LO QUE SE PIDE:
A. Responde estas preguntas con lo que dice el fragmento sobre la rebelión cívica de Chihuahua:
(i) ¿Quién encabezó la rebelión cívica de 1985?
(ii) ¿Cuántos días duró la huelga de hambre?
(iii) ¿Cuántas firmas reunió el PAN para impugnar las reformas?
B. Según el fragmento sobre la rebelión cívica de Chihuahua, di si cada frase es cierta o no y cita las palabras del fragmento que lo deciden:
(i) Las reformas se aprobaron después de un largo debate.
(ii) La huelga de hambre empezó el 15 de diciembre.
(iii) El gobierno federal vio el movimiento como algo de alcance nacional.
C. Retoma el fragmento sobre la rebelión cívica de Chihuahua y sigue escribiéndolo a partir de su última oración.

FRAGMENTO ELEGIDO:

Como en los días de la Revolución Mexicana del siglo XX, el epicentro del cambio en el país volvió a ser Chihuahua. En 1985, la rebelión cívica encabezada por el panista Francisco Barrio Terrazas puso en jaque al régimen priista cuando el gobernador Saúl González Herrera propuso reformas al Código Administrativo Estatal que restringían la participación de los partidos opositores. Aprobadas sin debate el 14 de diciembre, las reformas provocaron la indignación del PAN, cuyos diputados abandonaron el Congreso en protesta.

Al día siguiente, el 15 de diciembre, los alcaldes panistas de Ciudad Juárez y Hidalgo del Parral, seguidos por los de Chihuahua y Camargo, iniciaron una huelga de hambre que duraría 22 días, durante los cuales el PAN reunió 109 mil firmas para impugnar las reformas y organizó una campaña de desobediencia civil en Ciudad Juárez con acciones simbólicas como sellar billetes y cubrir placas de autos. Aquel movimiento marcó el inicio de una nueva etapa en la lucha democrática de Chihuahua y de México, activando las alarmas del gobierno federal que se autoengañó asumiendo que aquel se trataba de un fenómeno meramente local.

SECCIÓN DE DATOS:
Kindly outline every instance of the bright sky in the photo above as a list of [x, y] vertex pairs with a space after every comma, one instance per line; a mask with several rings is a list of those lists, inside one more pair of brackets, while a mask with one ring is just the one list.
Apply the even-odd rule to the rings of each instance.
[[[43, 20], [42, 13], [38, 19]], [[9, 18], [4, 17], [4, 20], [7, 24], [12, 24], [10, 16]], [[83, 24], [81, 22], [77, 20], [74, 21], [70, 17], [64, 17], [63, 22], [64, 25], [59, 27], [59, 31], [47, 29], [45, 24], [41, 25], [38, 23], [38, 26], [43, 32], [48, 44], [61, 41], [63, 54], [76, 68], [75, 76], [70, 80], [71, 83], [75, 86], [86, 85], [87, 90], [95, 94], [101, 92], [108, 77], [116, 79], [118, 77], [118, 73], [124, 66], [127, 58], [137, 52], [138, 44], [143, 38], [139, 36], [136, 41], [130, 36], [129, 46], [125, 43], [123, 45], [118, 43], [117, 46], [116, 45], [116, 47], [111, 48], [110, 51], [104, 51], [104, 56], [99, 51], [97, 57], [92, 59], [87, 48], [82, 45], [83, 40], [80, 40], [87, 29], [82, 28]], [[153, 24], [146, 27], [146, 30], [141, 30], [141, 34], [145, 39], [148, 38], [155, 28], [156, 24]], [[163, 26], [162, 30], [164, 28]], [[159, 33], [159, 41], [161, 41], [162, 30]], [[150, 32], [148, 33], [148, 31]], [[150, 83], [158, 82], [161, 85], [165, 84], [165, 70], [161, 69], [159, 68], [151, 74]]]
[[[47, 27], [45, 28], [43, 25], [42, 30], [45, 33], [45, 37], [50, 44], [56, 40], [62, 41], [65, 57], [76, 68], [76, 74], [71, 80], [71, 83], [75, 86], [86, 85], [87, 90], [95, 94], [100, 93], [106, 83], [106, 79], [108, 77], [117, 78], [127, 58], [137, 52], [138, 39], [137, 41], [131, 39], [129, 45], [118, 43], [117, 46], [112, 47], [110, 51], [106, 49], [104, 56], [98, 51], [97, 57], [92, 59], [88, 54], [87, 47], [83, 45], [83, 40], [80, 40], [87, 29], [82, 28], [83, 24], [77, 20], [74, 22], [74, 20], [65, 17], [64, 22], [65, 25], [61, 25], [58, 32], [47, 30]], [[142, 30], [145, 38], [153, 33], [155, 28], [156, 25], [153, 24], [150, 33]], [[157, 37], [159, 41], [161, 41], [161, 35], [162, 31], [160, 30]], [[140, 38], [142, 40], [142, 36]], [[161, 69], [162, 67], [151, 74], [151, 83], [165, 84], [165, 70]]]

RESPUESTAS EN ORDEN:
A.
(i) El panista Francisco Barrio Terrazas.
(ii) 22 días.
(iii) 109 mil firmas.

B.
(i) No: "Aprobadas sin debate el 14 de diciembre".
(ii) Sí: "Al día siguiente, el 15 de diciembre, los alcaldes panistas de Ciudad Juárez y Hidalgo del Parral, seguidos por los de Chihuahua y Camargo, iniciaron una huelga de hambre".
(iii) No: "asumiendo que aquel se trataba de un fenómeno meramente local".

C.
Dos años después, las ondas de aquel sismo político se extendieron por todo el país. En 1988, el PRI dejó de ser el partido hegemónico al enfrentar una elección presidencial que perdió, paradójicamente, contra uno de los suyos: Cuauhtémoc Cárdenas. La sorpresa fue tal que la Secretaría de Gobernación interrumpió el sistema de cómputo electoral, “se cayó y se calló el sistema”, se dijo y se pensó entonces, silenciando los resultados que apuntaban hacia la alternancia. Aunque el poder se mantuvo, el régimen priista quedó herido de muerte. Los años siguientes fueron una larga preparación para su declive.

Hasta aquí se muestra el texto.